What is asked:
Copy out all of the rows below without any change, but leave out the pictures.

The input:
◆ ◆ ◆ ◆ ◆
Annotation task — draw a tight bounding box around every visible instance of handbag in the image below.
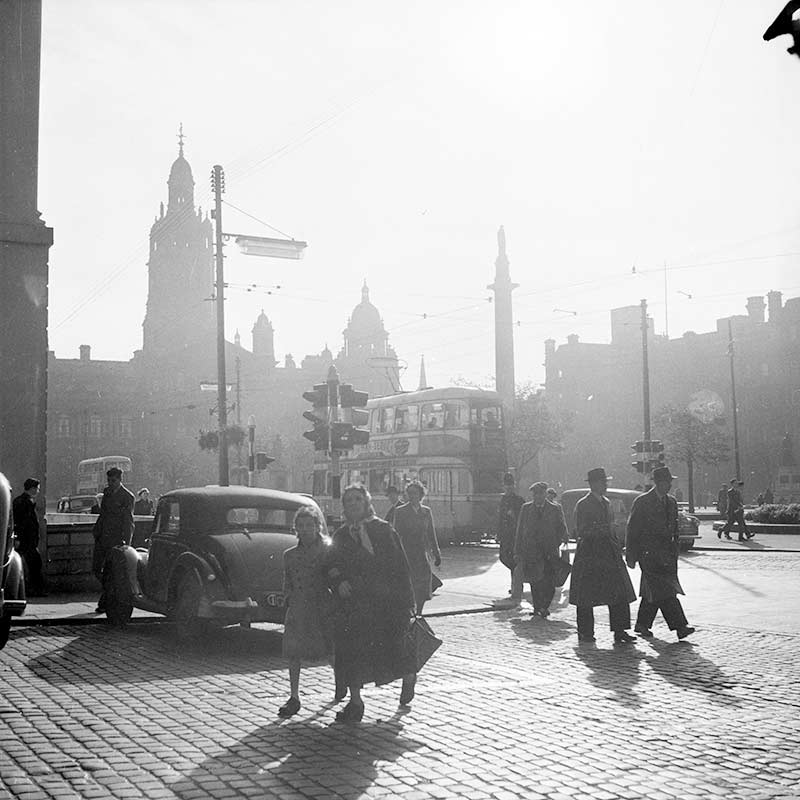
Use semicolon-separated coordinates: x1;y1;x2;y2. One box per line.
403;617;442;672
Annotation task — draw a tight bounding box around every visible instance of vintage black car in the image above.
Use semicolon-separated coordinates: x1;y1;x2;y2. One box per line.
0;472;27;649
104;486;321;638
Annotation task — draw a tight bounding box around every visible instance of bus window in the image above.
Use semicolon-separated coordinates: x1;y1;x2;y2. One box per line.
472;406;503;428
394;406;419;433
422;403;444;430
444;400;469;428
380;406;394;433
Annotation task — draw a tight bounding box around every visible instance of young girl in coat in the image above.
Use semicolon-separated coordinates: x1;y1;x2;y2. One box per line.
278;506;331;717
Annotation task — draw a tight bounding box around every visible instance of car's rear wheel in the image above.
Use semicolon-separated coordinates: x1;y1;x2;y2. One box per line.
172;571;209;641
0;614;11;650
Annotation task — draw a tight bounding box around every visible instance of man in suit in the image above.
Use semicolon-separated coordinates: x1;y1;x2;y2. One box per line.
569;467;636;644
494;472;525;608
717;478;755;542
625;467;694;639
92;467;135;614
514;481;567;619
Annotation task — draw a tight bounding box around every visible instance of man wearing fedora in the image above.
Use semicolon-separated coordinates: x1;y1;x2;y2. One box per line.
625;467;694;639
569;467;636;644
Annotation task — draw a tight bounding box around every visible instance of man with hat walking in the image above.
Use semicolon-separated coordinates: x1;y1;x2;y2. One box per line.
494;472;525;608
92;467;134;614
717;478;755;542
625;467;694;639
569;467;636;644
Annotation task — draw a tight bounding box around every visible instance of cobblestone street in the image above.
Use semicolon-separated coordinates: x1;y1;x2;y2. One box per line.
0;554;800;800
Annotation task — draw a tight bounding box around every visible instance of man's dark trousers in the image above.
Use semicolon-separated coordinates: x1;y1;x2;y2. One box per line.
636;597;689;631
575;603;631;636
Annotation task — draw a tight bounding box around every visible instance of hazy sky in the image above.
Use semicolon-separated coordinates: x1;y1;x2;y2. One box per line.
39;0;800;389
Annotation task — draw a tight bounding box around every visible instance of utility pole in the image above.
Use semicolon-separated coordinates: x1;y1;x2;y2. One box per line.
211;164;230;486
728;317;742;481
641;300;650;442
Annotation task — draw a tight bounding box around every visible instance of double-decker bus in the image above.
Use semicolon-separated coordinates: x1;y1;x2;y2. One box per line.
76;456;135;494
313;386;506;542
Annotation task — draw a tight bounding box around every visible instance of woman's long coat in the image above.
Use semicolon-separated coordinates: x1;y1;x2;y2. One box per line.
326;517;415;685
569;492;636;606
393;503;441;610
625;487;684;604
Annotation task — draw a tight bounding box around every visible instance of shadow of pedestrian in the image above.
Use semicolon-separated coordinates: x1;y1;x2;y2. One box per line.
26;622;294;684
575;644;646;708
644;639;741;706
169;714;425;800
511;616;575;644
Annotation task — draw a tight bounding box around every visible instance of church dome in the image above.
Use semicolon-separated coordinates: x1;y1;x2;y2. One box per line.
349;281;383;331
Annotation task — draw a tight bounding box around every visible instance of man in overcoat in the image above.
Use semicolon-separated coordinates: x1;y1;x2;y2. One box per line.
92;467;135;614
494;472;525;608
514;481;567;619
717;478;755;542
11;478;47;597
569;467;636;644
625;467;694;639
◆ ◆ ◆ ◆ ◆
Result:
Annotation task — draw a tight bounding box around every visible instance of handbag in the image below.
Use semicolon-separated coordinates: x1;y1;x2;y2. One box per line.
403;617;442;672
Annotation task — draw a tight bounding box around every visible instance of vintage black car in the image above.
Use semicolon-separated coordinates: x1;y1;x2;y2. One box per line.
0;472;27;649
104;486;321;638
Annotation task — draw a tight bounding box around every visible instance of bus window in the image above.
Use semicolon-separated coordinates: x1;y1;x2;y2. One box per line.
472;406;503;428
394;406;419;433
422;403;444;430
444;400;469;428
380;406;394;433
Annotation task — draw a tight bounding box around every visible instance of young girl in coat in the image above.
Use semicolon-separated coordinates: x1;y1;x2;y2. One box per line.
278;506;331;717
Annotation task — draw a tight bounding box around every visible instance of car's rear wheel in the image above.
Use semicolon-separated coordinates: x1;y1;x2;y2. One box per line.
172;571;209;641
0;614;11;650
Annotation task — draw a tight bounding box around every visible instance of man in suit in the image above.
Use semicolon-separated coordinates: x1;y1;x2;y2. One box per line.
569;467;636;644
494;472;525;608
717;478;755;542
625;467;694;639
92;467;135;614
514;481;567;619
Annotation task — draw a tight bounding box around every visible instance of man wearing fedora in the image above.
Use semicolon-separated coordinates: x1;y1;x2;y2. One box per line.
625;467;694;639
569;467;636;644
Annotation task — draw a tight bounding box around every visible instance of man with hat walking in the image above.
Use semicolon-separated coordinates: x1;y1;x2;y2. One box per line.
494;472;525;608
92;467;134;614
717;478;755;542
625;467;694;639
569;467;636;644
Annotation task — draw a tight bounding box around every visible instance of cobblestone street in the image above.
Use semicolon-separated coordinates: x1;y1;x2;y2. One box per line.
0;554;800;800
Annotation task — draw a tight bounding box around every visible instance of man's dark trousers in the image above.
Use semicolon-separated coordinates: x1;y1;x2;y2. One box per line.
636;597;689;631
575;603;631;636
Annotation task — draw a tight bounding box around every visible instance of hazy sky in the image above.
Use semicolon-separated coordinates: x1;y1;x2;y2. One box per line.
39;0;800;389
Annotation task — draw a tight bounding box around every visible instance of utility pole in the image above.
Use semicolon-separated coordinates: x1;y1;x2;y2. One box per line.
211;164;230;486
728;317;742;481
641;300;650;442
Annotation task — draw a tight bounding box around every visible instance of double-decker bus in the image above.
Use semicolon-separated coordinates: x1;y1;x2;y2. One box per line.
76;456;135;494
313;386;506;542
Annotation task — draw a tight bounding box around every visible instance of woman's long coat in the image above.
Use semicolon-separated coordinates: x1;y1;x2;y2. One box per line.
326;517;415;685
569;492;636;606
393;503;441;610
625;487;684;604
Annotation task — draw a tight bounding box around every visible instance of shadow of pedestrian in the image above.
Use semicolon-separated coordinates: x1;y1;x2;y2. One box per line.
26;622;294;684
575;644;646;708
644;639;741;706
169;714;425;800
511;616;575;644
Annotation task — draw a tight bounding box around every visible instance of church dome in the image above.
Use semicolon-separated coordinates: x1;y1;x2;y2. One box per line.
349;281;383;331
Annotation task — draw a tight bounding box around every visible instance of man in overcoat in the image above.
Use semicolon-separated coordinates: x1;y1;x2;y2. One box per line.
92;467;135;614
494;472;525;608
514;481;567;619
717;478;755;542
11;478;47;597
569;467;636;644
625;467;694;639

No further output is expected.